Приведённый отрывок:
——————

Несомненно, истинное королевское искусство есть Алхимия Слова, ведь в эти секунды и минуты чтения человек становится возрастом как вся Вселенная, переносясь то во времена египетских фараонов или инквизитора Торквемады, то становясь свидетелем смерти Карла I. Стихи поэта есть та лакмусовая бумага, на которой проявляется боль поэта или его отрада. Стихи, в которых камертон личных переживаний и мыслей автора доходит до читателя с любым уровнем образования, выражаясь будь то в форме традиционного стихотворения за авторством Артюра Рембо или в форме музыкальной композиции, в которой неподражаемая джазовая певица Билли Холидей декламирует стихи Гарольда Арлена, а также, если угодно, в форме ринг-шаута. В этом универсальность поэзии как жанра искусства: она подбирает ключ к сердцу любого человека, поскольку в основе поэзии лежит животворная музыка языка, заколдовывающая Ваше сердце и ум энергетикой невероятной силы.
Поэзия, как и любое искусство, изначально демократично по своей природе и обращено ко всему человечеству без исключения, (включая племена Африки и Океании, ведь без них метафизика этого мира будет неполной), иначе пропадает смысл творчества как акта взаимодействия с миром. Поэтому, задача поэзии, как и любого вида искусства – выражать эссенцию этого мира. И строчки, возрастом не в одну тысячу лет, являются предками строк современных поэтов, а поэты суть члены клуба, цепь посвящения которого длится от основания мироздания и до наших дней: современная поэзия вскормлена из источника Античности и Древнего Востока.
И, тем не менее, философское мотто любого поэта – это настаивание на своей собственной уникальности. Иначе незачем творить! Неслучайно при переводе стихов с оригинала на язык, актуальный для читателя, ткань языка теряется. Пропадает что-то чрезвычайно важное, что изначально присутствовало в оригинале, поскольку у каждого поэта есть свой штандарт – его идеологический, лирический и философский манифест, который он проносит в своих стихах через каждую строку, отбивая стихотворный ритм, словно чеканя каждый слог на наковальне своего ума. Процесс написание стихов для поэта – это способ общения с мирозданием в его божественной поэтической форме. Подбирание необходимых слов и рифм здесь как подбирание ключей к дверному замку в бесконечном поиске истины.
И в этом поиске поэт безусловно питает своей кровью собственные стихи, поскольку настоящее творчество сопряжено с преодолением границ собственного "Я" и борьбой с косностью повседневного ума. И капли туши, что слезами ложатся на бумагу, есть кровь поэта. Это то жертвоприношение, которое он приносит на алтарь искусства.
За все время существования нашей планеты происходили солнечные и лунные затмения в календаре истории, но глагол, который жег сердца людей, не переставал гореть никогда. Пульс истории человечества неразрывно связан с пылью повседневности, которая в свою очередь является продуктом Времени. Время обращает в пепел все сущее, сжигая в своём атаноре исторические эпохи и перемалывая жизни многих народов и цивилизаций в крупинки песочных часов, где мелкие песчинки есть людские судьбы. Этот пепел развеивается, впоследствии становясь Вечностью в пустыне мироздания.

——————

Фрагменты данных о размеченных областях:
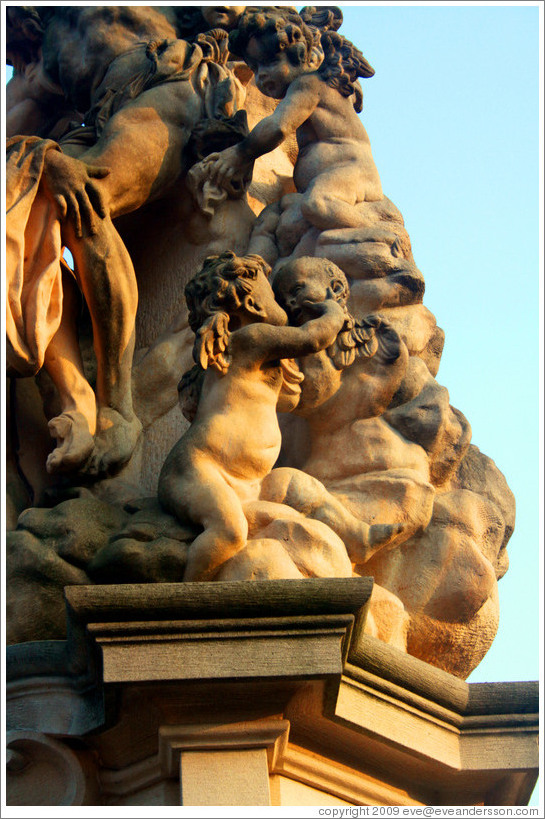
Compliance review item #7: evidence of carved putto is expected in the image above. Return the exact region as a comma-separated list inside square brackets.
[6, 5, 514, 677]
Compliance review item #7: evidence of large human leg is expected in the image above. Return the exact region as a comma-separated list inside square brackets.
[63, 217, 141, 474]
[44, 272, 96, 472]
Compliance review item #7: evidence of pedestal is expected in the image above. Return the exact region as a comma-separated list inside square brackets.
[7, 578, 538, 806]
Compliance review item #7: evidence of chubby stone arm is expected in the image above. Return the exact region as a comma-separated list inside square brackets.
[69, 82, 194, 219]
[234, 299, 346, 364]
[210, 76, 321, 186]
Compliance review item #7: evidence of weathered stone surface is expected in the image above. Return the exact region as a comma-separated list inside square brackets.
[7, 6, 514, 676]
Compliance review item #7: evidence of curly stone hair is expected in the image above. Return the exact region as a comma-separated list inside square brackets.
[229, 6, 320, 65]
[229, 6, 375, 113]
[185, 251, 271, 333]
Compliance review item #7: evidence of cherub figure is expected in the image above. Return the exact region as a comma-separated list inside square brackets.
[159, 252, 344, 581]
[205, 7, 382, 230]
[261, 257, 414, 564]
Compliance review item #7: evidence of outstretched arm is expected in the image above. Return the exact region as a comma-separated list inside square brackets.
[233, 298, 346, 365]
[209, 74, 321, 186]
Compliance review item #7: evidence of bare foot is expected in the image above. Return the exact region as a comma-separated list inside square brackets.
[81, 407, 142, 477]
[45, 410, 94, 474]
[346, 523, 405, 563]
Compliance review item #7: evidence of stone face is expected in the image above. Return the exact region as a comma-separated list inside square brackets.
[6, 6, 514, 680]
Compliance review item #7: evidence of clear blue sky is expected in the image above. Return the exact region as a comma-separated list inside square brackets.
[341, 3, 541, 682]
[4, 3, 541, 681]
[3, 2, 542, 804]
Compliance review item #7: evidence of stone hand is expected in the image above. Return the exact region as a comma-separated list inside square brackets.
[207, 145, 254, 192]
[42, 151, 110, 238]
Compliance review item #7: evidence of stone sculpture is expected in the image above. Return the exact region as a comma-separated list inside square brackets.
[7, 6, 514, 677]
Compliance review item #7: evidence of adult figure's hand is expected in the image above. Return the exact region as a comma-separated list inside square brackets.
[41, 150, 110, 238]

——————

Условие задачи 1: Перечислите все имена людей, упомянутые в отрывке о поэзии.
Условие задачи 2: Перепишите фрагмент отрывка о поэзии между словами "И в этом поиске" и "на алтарь искусства." включительно, поставив "жертвенник" вместо "алтарь".
Условие задачи 3: Изложите в виде краткого списка абзац отрывка о поэзии, который начинается словами «Поэзия, как и любое искусство», сохранив его основные мысли.

Полный ответ 1: Торквемада, Карл I, Артюр Рембо, Билли Холидей, Гарольд Арлен

Полный ответ 2:
И в этом поиске поэт безусловно питает своей кровью собственные стихи, поскольку настоящее творчество сопряжено с преодолением границ собственного "Я" и борьбой с косностью повседневного ума. И капли туши, что слезами ложатся на бумагу, есть кровь поэта. Это то жертвоприношение, которое он приносит на жертвенник искусства.

Полный ответ 3:
- Поэзия, как любое искусство, по природе демократична и обращена ко всему человечеству, включая племена Африки и Океании. Иначе пропадает смысл творчества как взаимодействия с миром.
- Задача поэзии — выражать эссенцию этого мира.
- Строки, которым не одна тысяча лет, являются предками строк современных поэтов.
- Поэты — члены клуба, чья цепь посвящения длится от основания мироздания до наших дней.
- Современная поэзия вскормлена из источника Античности и Древнего Востока.